その他 - 2025年12月15日 21時00分
新潟県の花角知事が東京電力・柏崎刈羽原子力原子力発電所の6号機・7号機の再稼働について“容認”を表明したことで、新潟県議会でも議論が交わされようとしています。これは“電源立地”新潟県の問題だけではなく、その最大の電力消費地・東京の生活を支えるものであり、東京こそこの問題に向き合わなければなりません。原発立地自治体・新潟の地元の人の思いを、TOKYO MX『堀潤Live Junction』キャスターでジャーナリストの堀潤が現地で取材しました。

柏崎刈羽原発は日本海沿いの新潟県柏崎市と刈羽村にまたがり、総敷地面積は福島第1原発より広いおよそ420万平方メートルと広大です。7号機まである原子炉はかつて「世界最大級の出力」を誇っていました。しかし東日本大震災による福島での原発事故をきっかけに全ての原子炉は停止し、東京電力はこれまで“原子力発電なし”で電力を賄ってきました。

あれから15年となる中、再稼働の必要性についてTOKYO MXの取材に対し、東京電力は文書で「今後データセンターなど右肩上がりで増加していく電力需要に対して、カーボンニュートラル、安定供給を実現していくためには原子力発電は必要であると考えております」と回答しました。

·····

課題 => 上の提供された文章を、一字も変えずに最初から最後まで書き写してください。 このあとの行は、別のところから持ってきたものです。

提供された行 =>
·····

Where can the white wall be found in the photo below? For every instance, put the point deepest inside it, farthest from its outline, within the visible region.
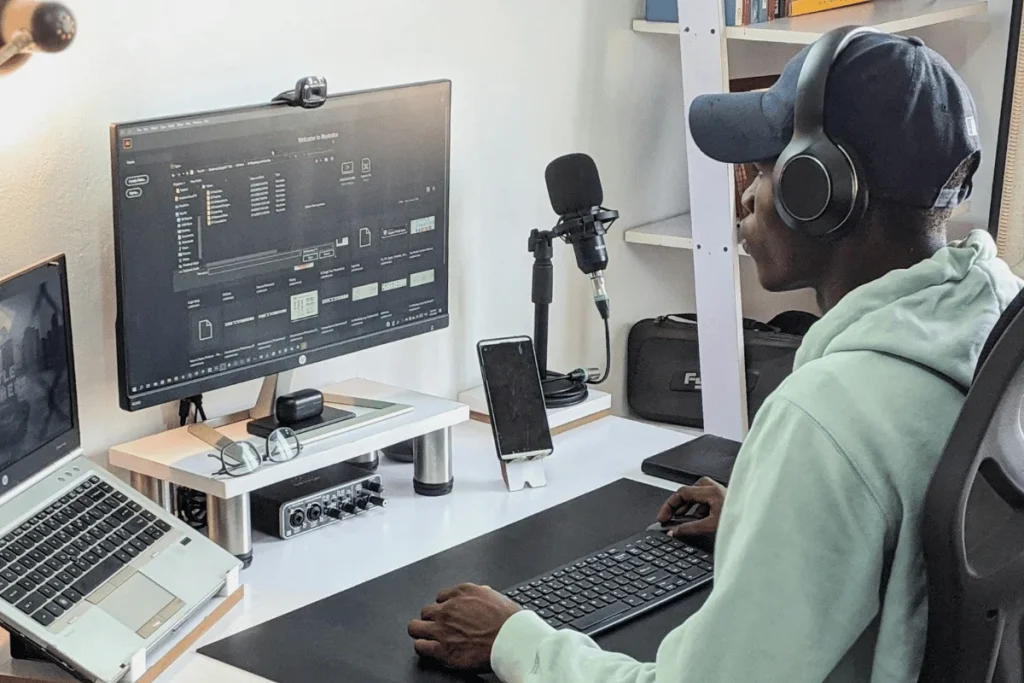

·····

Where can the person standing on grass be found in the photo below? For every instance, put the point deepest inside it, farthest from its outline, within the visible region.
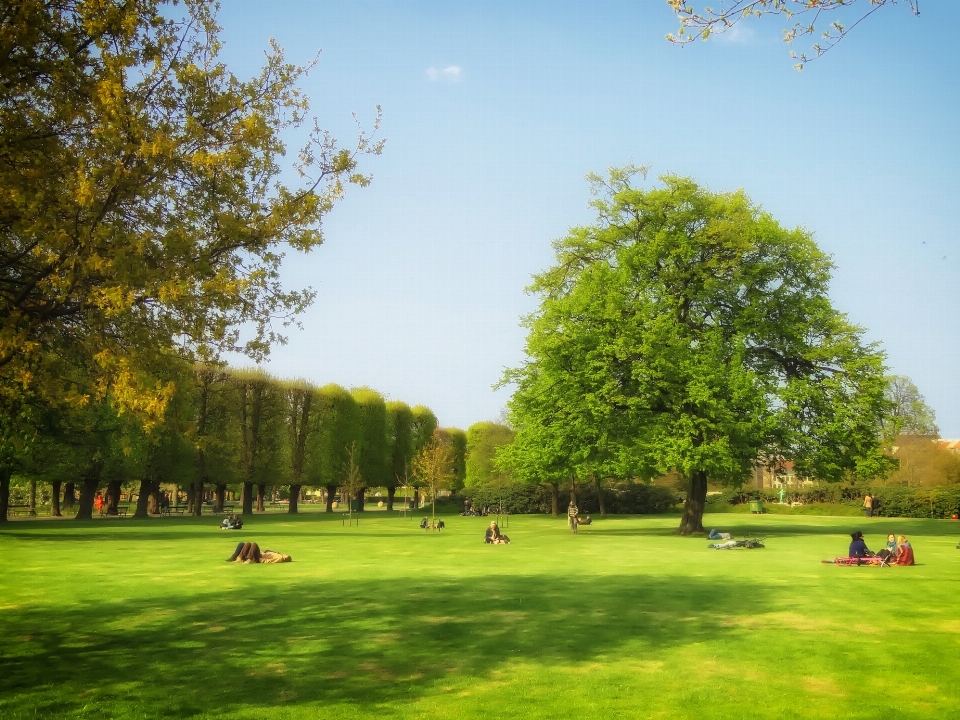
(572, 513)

·····

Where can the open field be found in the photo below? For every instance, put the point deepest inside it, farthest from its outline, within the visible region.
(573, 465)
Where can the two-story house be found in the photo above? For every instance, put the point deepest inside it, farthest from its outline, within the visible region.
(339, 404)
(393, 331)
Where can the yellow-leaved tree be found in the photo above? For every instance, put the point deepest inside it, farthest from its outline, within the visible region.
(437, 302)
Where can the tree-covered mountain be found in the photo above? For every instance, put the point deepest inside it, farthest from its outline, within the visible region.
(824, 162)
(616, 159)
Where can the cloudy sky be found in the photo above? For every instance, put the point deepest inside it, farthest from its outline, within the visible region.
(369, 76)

·····

解答 =>
その他 - 2025年12月15日 21時00分
新潟県の花角知事が東京電力・柏崎刈羽原子力原子力発電所の6号機・7号機の再稼働について“容認”を表明したことで、新潟県議会でも議論が交わされようとしています。これは“電源立地”新潟県の問題だけではなく、その最大の電力消費地・東京の生活を支えるものであり、東京こそこの問題に向き合わなければなりません。原発立地自治体・新潟の地元の人の思いを、TOKYO MX『堀潤Live Junction』キャスターでジャーナリストの堀潤が現地で取材しました。

柏崎刈羽原発は日本海沿いの新潟県柏崎市と刈羽村にまたがり、総敷地面積は福島第1原発より広いおよそ420万平方メートルと広大です。7号機まである原子炉はかつて「世界最大級の出力」を誇っていました。しかし東日本大震災による福島での原発事故をきっかけに全ての原子炉は停止し、東京電力はこれまで“原子力発電なし”で電力を賄ってきました。

あれから15年となる中、再稼働の必要性についてTOKYO MXの取材に対し、東京電力は文書で「今後データセンターなど右肩上がりで増加していく電力需要に対して、カーボンニュートラル、安定供給を実現していくためには原子力発電は必要であると考えております」と回答しました。